* Document text
** begin **

# Tenryu GM-25540-2 Gold Medal 10" 40T General Purpose Saw Blade (Full kerf)



## cmaxnavy

I am also using the Tenryu blade that I found in an off-the-road hardwood shop 3 years ago. I haven't sharpened it yet! It's hands down the best blade I have, even amongst the brand name blades. My only complaint is that the hardwood shop no longer carries them!


----------



## maljr1980

probably one of the best blades on the market. it will eat up a cmt or forrest blade any day of the week


----------



## rum

Also super happy with tenryu blades. I relatively recently got a 10" combo, a 10" crosscut and a 12" rip blade from Tenryu and have been really happy with both the cut quality and the noise level on all three.


----------



## jrmerritt

Can they be sharpened ? and did you get the thin kerf blade?


----------



## Gene01

My Skil worm drive, table saw and CSMS all sport Tenryu blades.
Bought the first one on the advice of the guy who sharpens mine. 
They are fantastic blades.


----------



## Allanwoodworks

Bill,

I got the full kerf only.


----------



## Rickfisher

I have the exact same blade on my TS and its by far the finest blade I own. Prior to its use I had a Forrest WWII installed.. I got the Tenryu when the Forrest was off being sharpened..

The Tenryu was supposed to be the back up blade but the opposite has happened. The forrest is in the drawer.

Tenryu also makes a 24 tooth heavy blade which is equally as impressive.


----------



## knotscott

Nice write up. I've had two of the former 0.111" mid-kerf Gold Medal blades and thought they great….holds its own against the WWII, TS2000, DeWalt DW7657, etc., but if I'm being honest, I don't think it was superior to other top shelf 40T blades. The Infinity Super General leaves noticeably cleaner cuts than any other 40T blade I've used to date….I can identify wood that's cut by the Super General by glancing at the polished edge it leaves. It's much harder to differentiate the cut quality from the others that I mentioned.

Am I the only one who thinks the Irwin Marathon blades are mediocre at best? Irwin cancelled their "Woodworker" series of blades that were excellent….made by Leitz in Germany. At comparable price points I think there are better performers…namely Freud Diablo, the former Freud Avanti series, DeWalt Precision Trim, CMT ITK Plus, Onsrud (owned and made by Leitz….Ebay has some great closeout deals on these).


----------



## mbs

I too have the gold series blade and I love it. I haven't hears of the Super General before. This blade will last me for a long time.


----------

** end **

* What needs to be done
Copy the part of the saw blade thread starting at "## jrmerritt" and ending at "who sharpens mine.", word for word. The records after this point are separate material and have no connection to the saw blade thread.

* Record set
** begin **

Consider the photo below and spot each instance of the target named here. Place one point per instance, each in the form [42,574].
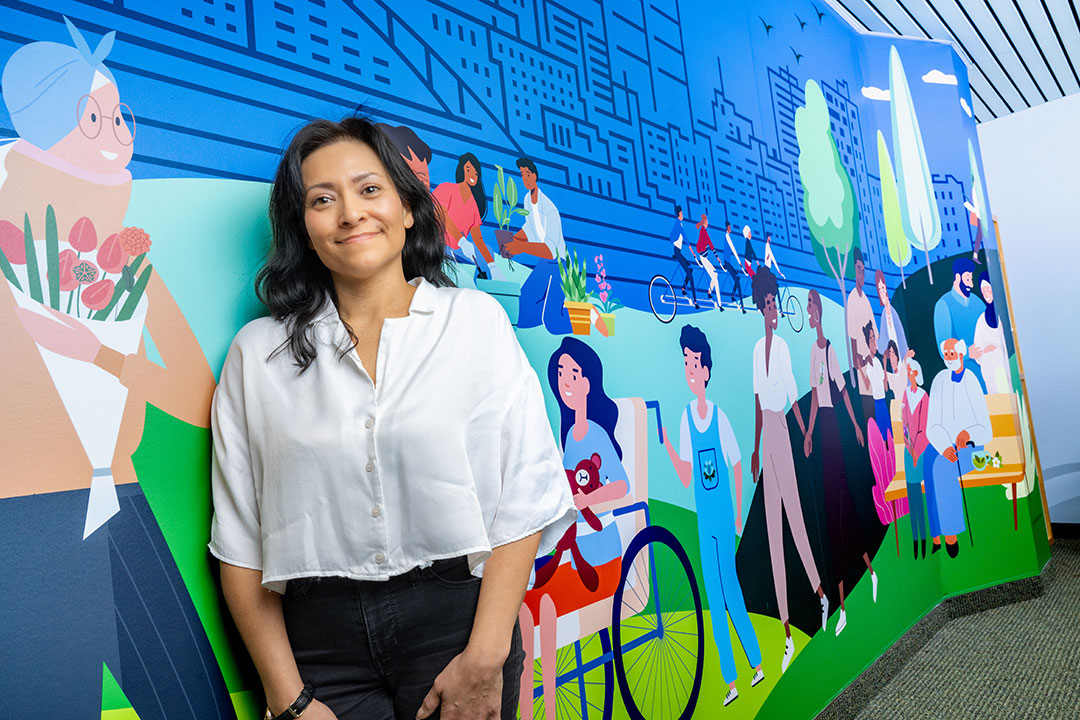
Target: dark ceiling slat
[1061,42]
[989,49]
[1038,46]
[1020,56]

** end **

* Response to this task
## jrmerritt

Can they be sharpened ? and did you get the thin kerf blade?


----------



## Gene01

My Skil worm drive, table saw and CSMS all sport Tenryu blades.
Bought the first one on the advice of the guy who sharpens mine.